Start of Supplied data
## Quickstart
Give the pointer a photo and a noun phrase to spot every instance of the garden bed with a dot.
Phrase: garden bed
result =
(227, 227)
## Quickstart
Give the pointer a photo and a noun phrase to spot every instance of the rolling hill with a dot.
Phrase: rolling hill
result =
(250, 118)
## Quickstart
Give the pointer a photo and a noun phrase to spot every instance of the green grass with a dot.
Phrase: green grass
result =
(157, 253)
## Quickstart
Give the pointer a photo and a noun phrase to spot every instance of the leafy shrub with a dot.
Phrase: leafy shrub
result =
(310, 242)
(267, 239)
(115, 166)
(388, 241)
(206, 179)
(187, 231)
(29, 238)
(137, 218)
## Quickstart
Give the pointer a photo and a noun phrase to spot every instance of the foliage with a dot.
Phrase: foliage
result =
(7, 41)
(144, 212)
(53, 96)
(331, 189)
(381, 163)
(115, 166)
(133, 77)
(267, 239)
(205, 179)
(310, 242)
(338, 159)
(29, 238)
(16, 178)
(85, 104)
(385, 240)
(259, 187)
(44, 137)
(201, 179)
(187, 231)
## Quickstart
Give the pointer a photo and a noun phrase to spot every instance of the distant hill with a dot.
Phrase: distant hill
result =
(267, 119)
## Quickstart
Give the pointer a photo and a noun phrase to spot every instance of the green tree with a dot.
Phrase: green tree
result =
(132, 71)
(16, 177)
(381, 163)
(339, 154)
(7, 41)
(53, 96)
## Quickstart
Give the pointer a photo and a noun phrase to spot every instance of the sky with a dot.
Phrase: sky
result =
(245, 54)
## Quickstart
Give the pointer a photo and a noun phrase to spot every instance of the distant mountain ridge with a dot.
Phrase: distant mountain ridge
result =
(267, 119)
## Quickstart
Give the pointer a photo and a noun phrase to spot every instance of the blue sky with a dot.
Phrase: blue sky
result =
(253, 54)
End of Supplied data
Problem — The expected response is the entire listing, repeated word for word.

The completed task —
## Quickstart
Give the pointer a photo and a noun phrase to spot every instance of the garden bed with a dot.
Phrase: garden bed
result =
(227, 227)
## Quickstart
Give the pointer a photo and a noun phrase to spot every instance of the rolling hill with a dot.
Phrase: rolling hill
result =
(250, 118)
## Quickstart
Give the pointer a photo and a noun phrase to spot every instance of the green grass with a dot.
Phrase: green grass
result =
(157, 253)
## Quickstart
Give the pointer a photo and a noun phrase to spot every instance of the leafy shrub with a dot.
Phrase: leafy shrub
result =
(310, 242)
(267, 239)
(115, 166)
(388, 241)
(206, 179)
(187, 231)
(29, 238)
(137, 218)
## Quickstart
Give the pointer a photo and a noun phrase to spot every instance of the foliage with a dot.
Phrase: foliage
result =
(7, 41)
(144, 212)
(53, 96)
(331, 189)
(381, 163)
(115, 166)
(133, 77)
(267, 239)
(205, 179)
(310, 242)
(338, 159)
(29, 238)
(16, 178)
(85, 104)
(385, 240)
(259, 187)
(44, 137)
(201, 179)
(187, 231)
## Quickstart
Give the pointer a photo and a noun phrase to spot every instance of the distant hill with a dot.
Phrase: distant hill
result =
(267, 119)
## Quickstart
Give the pointer a photo and a noun phrase to spot every instance of the green tree with a dot.
Phrase: green tree
result =
(132, 71)
(16, 177)
(381, 163)
(339, 154)
(7, 41)
(53, 96)
## Quickstart
Give the pointer a photo and a noun phrase to spot every instance of the sky with a dot.
Phrase: sky
result =
(245, 54)
## Quickstart
Give the pointer a photo and a noun phrase to spot every instance of the distant mountain ridge with a dot.
Phrase: distant mountain ridge
result =
(267, 119)
## Quickstart
Give the pointer a photo and a noun phrase to spot every instance of the blue sky with a dot.
Phrase: blue sky
result =
(253, 54)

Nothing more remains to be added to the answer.